-- START Records for processing --

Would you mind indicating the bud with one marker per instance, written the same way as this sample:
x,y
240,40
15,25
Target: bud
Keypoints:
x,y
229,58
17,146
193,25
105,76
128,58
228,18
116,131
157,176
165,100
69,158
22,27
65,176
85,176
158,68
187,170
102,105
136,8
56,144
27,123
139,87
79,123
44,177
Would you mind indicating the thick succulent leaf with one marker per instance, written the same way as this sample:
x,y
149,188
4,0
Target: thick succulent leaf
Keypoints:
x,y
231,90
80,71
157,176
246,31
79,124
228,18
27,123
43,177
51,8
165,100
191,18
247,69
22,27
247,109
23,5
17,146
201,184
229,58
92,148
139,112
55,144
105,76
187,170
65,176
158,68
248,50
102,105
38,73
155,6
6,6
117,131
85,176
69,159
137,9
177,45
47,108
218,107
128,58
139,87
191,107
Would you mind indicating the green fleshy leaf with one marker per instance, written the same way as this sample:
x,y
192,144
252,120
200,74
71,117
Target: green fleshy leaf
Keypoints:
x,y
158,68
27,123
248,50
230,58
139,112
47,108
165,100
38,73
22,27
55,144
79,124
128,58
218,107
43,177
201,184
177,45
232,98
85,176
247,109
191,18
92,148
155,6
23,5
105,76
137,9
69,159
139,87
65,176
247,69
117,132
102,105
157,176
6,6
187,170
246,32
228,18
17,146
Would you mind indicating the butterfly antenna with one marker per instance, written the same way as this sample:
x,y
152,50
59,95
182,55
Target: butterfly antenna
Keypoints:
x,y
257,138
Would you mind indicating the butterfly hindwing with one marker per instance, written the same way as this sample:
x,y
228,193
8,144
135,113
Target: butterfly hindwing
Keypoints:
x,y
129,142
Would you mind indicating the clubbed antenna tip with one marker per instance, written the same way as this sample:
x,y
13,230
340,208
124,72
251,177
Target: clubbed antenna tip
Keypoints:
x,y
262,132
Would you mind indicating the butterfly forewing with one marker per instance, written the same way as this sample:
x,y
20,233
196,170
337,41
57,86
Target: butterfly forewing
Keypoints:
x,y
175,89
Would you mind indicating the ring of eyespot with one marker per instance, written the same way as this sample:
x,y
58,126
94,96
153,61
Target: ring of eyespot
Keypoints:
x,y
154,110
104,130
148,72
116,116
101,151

-- END Records for processing --

(The exercise) The lines to reproduce run from the one that contains "Would you mind indicating the clubbed" through the last line above; copy them exactly.

(Finished exercise)
Would you mind indicating the clubbed antenna tip with one marker per instance, written the same way as this sample:
x,y
13,230
340,208
124,72
251,177
Target: clubbed antenna tip
Keypoints:
x,y
262,132
Would you mind indicating the butterfly forewing with one marker per instance, written the same way as this sample:
x,y
20,233
196,170
337,41
57,86
Target: butterfly forewing
Keypoints:
x,y
175,89
Would you mind indicating the ring of eyespot with one marker per instance, written the same way as this sample:
x,y
58,126
94,96
153,61
Target: ring of eyespot
Keypoints:
x,y
154,110
104,130
148,72
116,116
101,151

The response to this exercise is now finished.